§ OBJETIVO 1
Según el relato del paseo alrededor de París, ¿cuántos kilómetros se recorrieron en total?
§ OBJETIVO 2
Reproduce un fragmento del relato del paseo alrededor de París: empieza en las palabras que contienen "TRAZANDO EL RUMBO" y detente después de "el imaginario colectivo.".
──────── FUENTE
No hace mucho, pasé una semana caminando alrededor de París. Antes de que empiece a bostezar, déjeme aclarar: caminé literalmente alrededor de París. Comencé cada día poniéndome un par de Saucony apaleadas, consumiendo un prodigioso desayuno en mi hotel cercano a Porte Dorée, poniendo una libreta y un lápiz en mi bolsillo, e iniciando la marcha en un sentido contrario al de las agujas del reloj por el perímetro de esta ciudad con forma de óvalo.
En total, recorrí unos 56 kilómetros (reanudando mi camino cada mañana tras tomar el metro hasta la estación que había llegado el día anterior). Una caminata que incluyó excursiones fugaces por los barrios limítrofes y una rápida pasada por algunos vecindarios por fuera del borde de la capital.
La concebí como una mera entretención, un paseo muy libre por una ciudad a la que había dejado de ver con nuevos ojos hace mucho tiempo.
TRAZANDO EL RUMBO
Cualquiera que haya tomado un taxi del aeropuerto a la ciudad ha visto la manifestación física de esa lógica: la obstruida circunvalación que rodea la ciudad, que tiene varios carriles, conocida como el Boulevard Périphérique. Dentro del Périph reside el pintoresco esplendor de la Ciudad de la Luz. Afuera, la banlieue, como los suburbios son popularmente conocidos, con sus proyectos inmobiliarios, sus tiendas baratas de kebab y malestar social. O al menos eso es lo que aparece en el imaginario colectivo.
────────────────
──────── DATOS PROPORCIONADOS
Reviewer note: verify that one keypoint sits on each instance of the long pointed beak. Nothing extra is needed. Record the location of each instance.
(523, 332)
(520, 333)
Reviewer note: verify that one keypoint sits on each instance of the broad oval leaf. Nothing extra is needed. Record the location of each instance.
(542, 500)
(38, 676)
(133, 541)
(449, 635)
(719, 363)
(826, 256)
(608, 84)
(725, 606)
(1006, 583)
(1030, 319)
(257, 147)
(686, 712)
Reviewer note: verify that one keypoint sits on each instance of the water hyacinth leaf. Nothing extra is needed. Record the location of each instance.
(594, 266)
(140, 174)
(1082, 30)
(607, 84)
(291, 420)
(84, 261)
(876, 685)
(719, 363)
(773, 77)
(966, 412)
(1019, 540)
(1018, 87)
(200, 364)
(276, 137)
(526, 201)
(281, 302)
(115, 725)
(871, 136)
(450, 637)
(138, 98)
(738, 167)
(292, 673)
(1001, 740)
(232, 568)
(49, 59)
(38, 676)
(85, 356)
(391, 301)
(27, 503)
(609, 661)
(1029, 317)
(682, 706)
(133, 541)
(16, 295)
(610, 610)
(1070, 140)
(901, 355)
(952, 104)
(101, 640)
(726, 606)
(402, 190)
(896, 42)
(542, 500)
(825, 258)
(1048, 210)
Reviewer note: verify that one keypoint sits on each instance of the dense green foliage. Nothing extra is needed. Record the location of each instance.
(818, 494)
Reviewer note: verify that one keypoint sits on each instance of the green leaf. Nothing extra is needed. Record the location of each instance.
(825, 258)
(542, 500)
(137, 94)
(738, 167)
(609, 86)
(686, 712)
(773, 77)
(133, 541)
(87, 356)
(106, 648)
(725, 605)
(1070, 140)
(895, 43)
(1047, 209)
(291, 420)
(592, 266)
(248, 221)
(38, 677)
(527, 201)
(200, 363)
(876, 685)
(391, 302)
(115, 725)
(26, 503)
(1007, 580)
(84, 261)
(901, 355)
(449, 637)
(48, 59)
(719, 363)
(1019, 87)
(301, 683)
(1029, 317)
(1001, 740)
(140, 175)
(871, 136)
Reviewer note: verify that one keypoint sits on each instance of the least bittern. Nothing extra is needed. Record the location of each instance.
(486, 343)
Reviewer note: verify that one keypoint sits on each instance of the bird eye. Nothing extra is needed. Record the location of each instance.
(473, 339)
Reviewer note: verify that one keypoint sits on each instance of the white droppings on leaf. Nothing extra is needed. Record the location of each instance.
────────────────
§ RESPUESTA FINAL 1
Unos 56 kilómetros.

§ RESPUESTA FINAL 2
TRAZANDO EL RUMBO
Cualquiera que haya tomado un taxi del aeropuerto a la ciudad ha visto la manifestación física de esa lógica: la obstruida circunvalación que rodea la ciudad, que tiene varios carriles, conocida como el Boulevard Périphérique. Dentro del Périph reside el pintoresco esplendor de la Ciudad de la Luz. Afuera, la banlieue, como los suburbios son popularmente conocidos, con sus proyectos inmobiliarios, sus tiendas baratas de kebab y malestar social. O al menos eso es lo que aparece en el imaginario colectivo.